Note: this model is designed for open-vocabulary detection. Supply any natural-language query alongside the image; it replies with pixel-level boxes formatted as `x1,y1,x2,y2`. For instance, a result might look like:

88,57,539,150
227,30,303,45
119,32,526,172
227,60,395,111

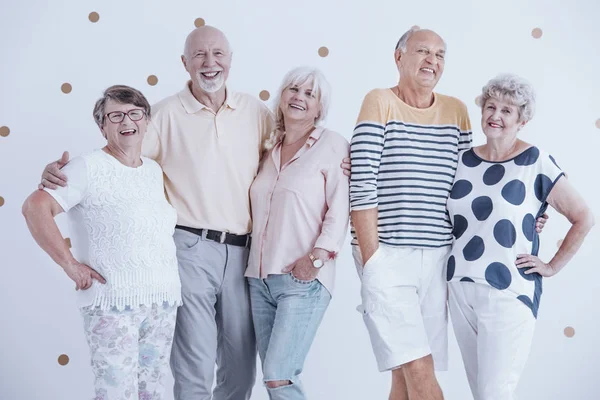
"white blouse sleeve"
43,156,89,212
536,152,565,204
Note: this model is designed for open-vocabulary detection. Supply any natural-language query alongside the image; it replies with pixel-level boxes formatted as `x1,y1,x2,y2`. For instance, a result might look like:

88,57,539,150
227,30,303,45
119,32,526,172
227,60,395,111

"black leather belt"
176,225,251,248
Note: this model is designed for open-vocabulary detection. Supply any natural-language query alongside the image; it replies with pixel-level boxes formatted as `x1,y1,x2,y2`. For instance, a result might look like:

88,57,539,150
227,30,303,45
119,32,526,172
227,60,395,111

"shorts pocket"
362,246,385,274
361,285,421,324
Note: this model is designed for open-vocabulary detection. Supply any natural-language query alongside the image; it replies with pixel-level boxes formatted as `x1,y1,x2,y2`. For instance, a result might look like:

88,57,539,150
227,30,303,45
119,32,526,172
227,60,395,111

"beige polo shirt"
143,82,275,234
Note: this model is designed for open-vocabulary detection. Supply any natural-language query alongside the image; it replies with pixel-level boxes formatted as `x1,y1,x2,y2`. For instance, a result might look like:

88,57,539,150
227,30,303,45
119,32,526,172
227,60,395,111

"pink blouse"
245,127,350,295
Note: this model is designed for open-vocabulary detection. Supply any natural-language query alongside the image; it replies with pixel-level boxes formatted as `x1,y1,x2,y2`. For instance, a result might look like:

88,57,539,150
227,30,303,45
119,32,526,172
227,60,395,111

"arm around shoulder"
142,119,162,161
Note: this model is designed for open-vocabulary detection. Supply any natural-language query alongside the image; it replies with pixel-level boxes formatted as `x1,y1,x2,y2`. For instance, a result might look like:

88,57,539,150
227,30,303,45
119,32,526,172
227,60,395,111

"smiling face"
279,80,321,127
481,97,526,140
396,30,446,90
100,99,148,151
182,27,232,94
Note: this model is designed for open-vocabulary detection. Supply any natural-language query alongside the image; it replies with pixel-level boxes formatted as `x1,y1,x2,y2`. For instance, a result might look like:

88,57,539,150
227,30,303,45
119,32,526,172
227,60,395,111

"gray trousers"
171,228,256,400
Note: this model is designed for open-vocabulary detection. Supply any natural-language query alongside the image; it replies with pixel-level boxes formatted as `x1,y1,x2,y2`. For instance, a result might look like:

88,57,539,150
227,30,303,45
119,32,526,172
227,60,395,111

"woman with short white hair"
446,74,594,399
245,67,349,399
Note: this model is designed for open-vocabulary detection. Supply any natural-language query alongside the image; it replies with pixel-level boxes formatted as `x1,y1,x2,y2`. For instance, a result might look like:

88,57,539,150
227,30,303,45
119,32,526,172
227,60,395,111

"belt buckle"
219,231,226,244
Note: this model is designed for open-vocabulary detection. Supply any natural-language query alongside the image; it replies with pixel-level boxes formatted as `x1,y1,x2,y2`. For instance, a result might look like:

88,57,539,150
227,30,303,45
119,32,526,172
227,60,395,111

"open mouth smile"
120,129,136,136
289,104,306,111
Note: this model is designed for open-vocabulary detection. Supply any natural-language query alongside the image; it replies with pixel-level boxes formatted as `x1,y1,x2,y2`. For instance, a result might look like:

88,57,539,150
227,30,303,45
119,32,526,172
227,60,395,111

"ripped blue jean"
248,273,331,400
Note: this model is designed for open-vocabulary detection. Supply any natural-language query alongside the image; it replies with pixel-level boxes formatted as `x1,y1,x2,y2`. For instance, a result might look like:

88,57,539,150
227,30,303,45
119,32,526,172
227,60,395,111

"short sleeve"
535,152,565,203
258,103,276,151
142,119,161,162
457,100,473,151
355,89,387,124
43,156,89,212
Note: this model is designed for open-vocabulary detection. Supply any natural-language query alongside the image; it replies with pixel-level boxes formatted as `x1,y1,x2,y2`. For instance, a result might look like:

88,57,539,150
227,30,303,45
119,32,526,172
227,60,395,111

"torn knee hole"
265,380,292,389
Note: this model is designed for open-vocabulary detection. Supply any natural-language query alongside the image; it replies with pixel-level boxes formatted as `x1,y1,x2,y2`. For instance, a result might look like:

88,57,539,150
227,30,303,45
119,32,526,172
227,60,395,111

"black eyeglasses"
104,109,146,124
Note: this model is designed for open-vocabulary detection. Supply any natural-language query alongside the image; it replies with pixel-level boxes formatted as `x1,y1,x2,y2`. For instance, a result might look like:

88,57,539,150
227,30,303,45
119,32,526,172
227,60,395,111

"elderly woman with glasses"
22,85,182,399
446,74,594,399
244,67,350,399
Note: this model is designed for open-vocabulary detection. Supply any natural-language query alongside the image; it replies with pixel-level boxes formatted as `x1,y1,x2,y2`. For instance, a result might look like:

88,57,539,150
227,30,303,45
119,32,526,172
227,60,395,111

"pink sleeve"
314,137,350,256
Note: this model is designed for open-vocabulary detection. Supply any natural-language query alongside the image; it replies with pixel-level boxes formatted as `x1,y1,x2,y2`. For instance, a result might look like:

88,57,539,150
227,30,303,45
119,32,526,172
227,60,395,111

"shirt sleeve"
142,118,161,162
314,137,350,254
536,152,565,203
350,90,386,211
457,100,473,151
43,156,88,212
258,103,276,154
○ ○ ○ ○ ○ ○ ○
ASSIGNMENT:
Faithful copy, images left out: write out every line of data.

RESULT FOR THIS TASK:
Note: this model is designed for open-vocabulary detection. Supply any natural-language query alongside the image; it replies with pixel-level boxes formatted as `x1,y1,x2,y2`. For instance, a result might look like:

88,57,539,150
227,30,303,45
119,32,526,172
227,60,395,111

"white blouse sleeve"
43,156,89,212
536,152,565,204
Note: this model is designed for open-vocabulary detection. Supply any natural-language query alongside the image; it replies with pixel-level boxes formatted as `x1,y1,x2,y2`. For instance, a result might look like:

88,57,539,150
227,30,303,45
119,32,526,172
227,60,395,111

"black leather belt"
176,225,251,248
Note: this model is designed for open-vocabulary detection. Supply any natural-language query alongside the image; it replies with pixel-level boxes formatted as `x1,y1,x2,y2`. For instance, a result might look like:

88,57,539,150
227,30,303,45
119,32,526,172
227,60,395,111

"shorts pocket"
362,246,385,274
361,285,421,324
Note: this model is designed for open-vocabulary detection. Supply any natural-language query alongside the image; it replies with pixel-level boxes formatted as `x1,y1,x2,y2`. For instance, a result might look like:

88,57,539,150
227,30,303,45
119,32,526,172
227,60,395,111

"beige polo shirt"
143,82,275,234
Note: this model is designed for open-vocabulary detection. Supply any natural-language query alongside the image; it replies with pixel-level boxes formatted as `x1,y1,x2,y2`. For instance, a result might look like:

88,57,539,150
227,30,303,45
119,32,526,172
227,60,395,111

"pink blouse"
245,127,350,295
Note: this model is designed for open-vocabulary detection. Supply any natural-language query alongside the image; it replies with pixel-level boxes formatted as `x1,y1,x2,y2`. For instance, a result might look like:

88,57,539,150
227,30,303,45
119,32,526,172
227,60,395,111

"arm around shoulder"
142,119,162,161
Note: this model is designed for open-vocabulary detection. Supply any natural-language query alongside the image; it replies with pixel-level boxes formatted as `x1,y1,x2,y2`. For instance, a result might look like:

88,57,539,150
227,30,303,45
119,32,526,172
227,60,395,111

"smiling face"
279,80,321,127
481,97,526,140
396,30,446,90
100,99,148,151
182,27,232,94
Note: this model is designed for open-vocabulary detection. Supply any natural-language query alongside the image; it replies with pixel-level boxes formatted as `x1,y1,x2,y2`. For instance, a result might look like:

88,57,539,150
227,30,303,45
119,32,526,172
227,60,395,111

"gray trousers"
171,228,256,400
Note: this model is designed for open-vocabulary detection. Supply any natural-language query alongside the image; it replies with pixel-level boxes formatted as `x1,y1,x2,y2`. For instance, a result might look like:

88,57,539,150
227,30,303,45
119,32,526,172
227,60,395,111

"woman with short white hair"
446,74,594,399
245,67,349,399
Note: this model is designed for open-vocabulary detection. Supply any natural-language query alongside the image; it replies with pixel-level boxes formatted as `x1,y1,x2,y2`. For instance, a result might look like:

88,57,539,150
227,30,303,45
119,32,526,172
227,60,395,111

"belt buckle"
219,231,226,244
Note: this model is designed for open-vocabulary detection. Supply any natural-language query alongside the image; it replies with pixel-level boxes formatted as `x1,y1,x2,y2`. For instance, a result might look like:

88,57,539,150
227,30,303,45
119,32,526,172
227,60,395,111

"open mouth smile"
120,129,136,136
289,104,306,111
Note: this model is designed for open-vocabulary detection. Supply any natural-language query alongside the image; it replies with pixel-level boxes formatted as `x1,y1,x2,y2`. For instance, a result might look like:

88,57,539,150
227,30,303,45
119,32,526,172
227,60,395,111

"ripped blue jean"
248,273,331,400
Note: this model is designed for open-vocabulary detection. Supply any natural-language query alongside the image; it replies with pixel-level boxes formatted as `x1,y1,x2,y2`. For instance, a result might look like:

88,57,539,150
227,30,303,45
119,32,526,172
227,60,395,111

"short sleeve"
535,152,565,203
258,103,276,151
142,119,161,162
457,100,473,151
355,89,387,124
43,156,89,212
Note: this model is designed for open-vocabulary detection. Supply any natural-language query alongside the image; it replies with pixel-level boxes formatted as `x1,y1,x2,y2`. For instance, a result might look like:

88,57,539,150
227,30,303,45
119,32,526,172
227,60,395,111

"torn knee hole"
265,380,292,389
Note: this model is designed for open-vocabulary detection. Supply any natural-language query alongside the image; it replies with pixel-level boxes formatted as `x1,y1,x2,y2`. For instance, a result might look like:

88,57,539,150
227,30,303,45
119,32,526,172
227,60,395,111

"black eyeglasses"
104,109,146,124
Note: this model is designed for open-vocabulary detection. Supply any natural-language query alongside the image; it replies with pixel-level boxes formatted as `x1,y1,x2,y2`. For instance, a result might look like:

88,57,539,150
227,30,303,45
119,32,526,172
227,60,395,111

"elderly woman with glasses"
22,85,182,399
446,74,594,399
244,67,350,399
Note: this model is designed for open-vocabulary detection. Supply any natural-language query alongside the image; it replies with pixel-level boxes formatted as `x1,y1,x2,y2`. For instance, a result might look like:

88,57,539,150
227,30,303,45
119,32,526,172
227,60,395,111

"pink sleeve"
314,137,350,256
Note: this model is designed for open-vocabulary detection. Supply any natural-language query alongside the image; it replies with pixel-level boxes formatted as `x1,y1,x2,y2`. For instance, a result might look like:

88,57,539,150
227,30,303,45
119,32,526,172
227,60,395,111

"shirt sleeve"
142,118,161,162
314,137,350,254
536,152,565,203
350,90,386,211
457,100,473,151
43,156,88,212
258,103,276,154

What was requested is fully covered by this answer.